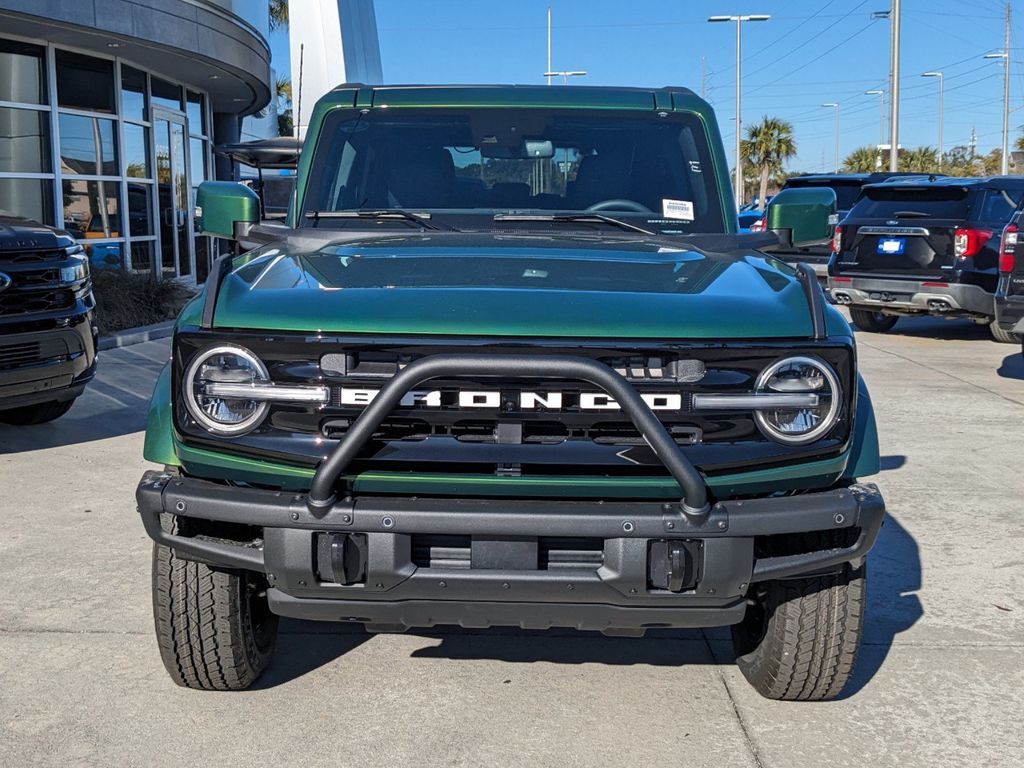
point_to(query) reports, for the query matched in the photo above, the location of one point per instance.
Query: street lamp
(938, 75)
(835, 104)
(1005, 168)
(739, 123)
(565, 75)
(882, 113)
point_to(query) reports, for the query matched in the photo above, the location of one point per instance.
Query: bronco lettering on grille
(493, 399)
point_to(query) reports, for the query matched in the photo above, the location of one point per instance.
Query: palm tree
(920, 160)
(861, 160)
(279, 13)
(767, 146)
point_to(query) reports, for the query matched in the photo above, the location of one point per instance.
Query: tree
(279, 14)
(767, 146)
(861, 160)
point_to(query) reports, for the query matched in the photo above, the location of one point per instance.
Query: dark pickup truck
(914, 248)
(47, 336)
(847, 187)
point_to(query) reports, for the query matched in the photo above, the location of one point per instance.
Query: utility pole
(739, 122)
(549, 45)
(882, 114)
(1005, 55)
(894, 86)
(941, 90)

...

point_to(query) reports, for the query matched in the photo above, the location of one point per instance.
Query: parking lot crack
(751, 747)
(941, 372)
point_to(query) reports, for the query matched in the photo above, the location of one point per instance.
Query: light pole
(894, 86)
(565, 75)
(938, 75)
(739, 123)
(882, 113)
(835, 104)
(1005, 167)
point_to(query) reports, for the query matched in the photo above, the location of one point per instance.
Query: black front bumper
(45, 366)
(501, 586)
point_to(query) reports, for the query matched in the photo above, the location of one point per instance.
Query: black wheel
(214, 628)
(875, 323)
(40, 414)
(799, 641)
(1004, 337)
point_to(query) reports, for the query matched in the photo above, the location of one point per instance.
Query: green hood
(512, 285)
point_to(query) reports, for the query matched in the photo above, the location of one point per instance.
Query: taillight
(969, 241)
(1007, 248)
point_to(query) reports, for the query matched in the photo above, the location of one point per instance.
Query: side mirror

--

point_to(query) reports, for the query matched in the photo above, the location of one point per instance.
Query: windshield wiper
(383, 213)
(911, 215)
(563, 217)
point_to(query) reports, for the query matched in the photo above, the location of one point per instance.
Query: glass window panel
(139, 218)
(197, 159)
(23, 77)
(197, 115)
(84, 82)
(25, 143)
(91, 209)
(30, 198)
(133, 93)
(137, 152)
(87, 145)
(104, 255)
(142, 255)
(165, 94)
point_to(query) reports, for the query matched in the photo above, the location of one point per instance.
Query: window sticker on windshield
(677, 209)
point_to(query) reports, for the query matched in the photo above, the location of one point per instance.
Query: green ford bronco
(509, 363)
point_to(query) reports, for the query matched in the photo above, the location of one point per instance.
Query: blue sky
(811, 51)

-- AIM OF THE EXERCISE --
Gather every line of the records above that contains the string "pole" and copy each one in full.

-- TASK RESULT --
Query: utility pole
Query: light pole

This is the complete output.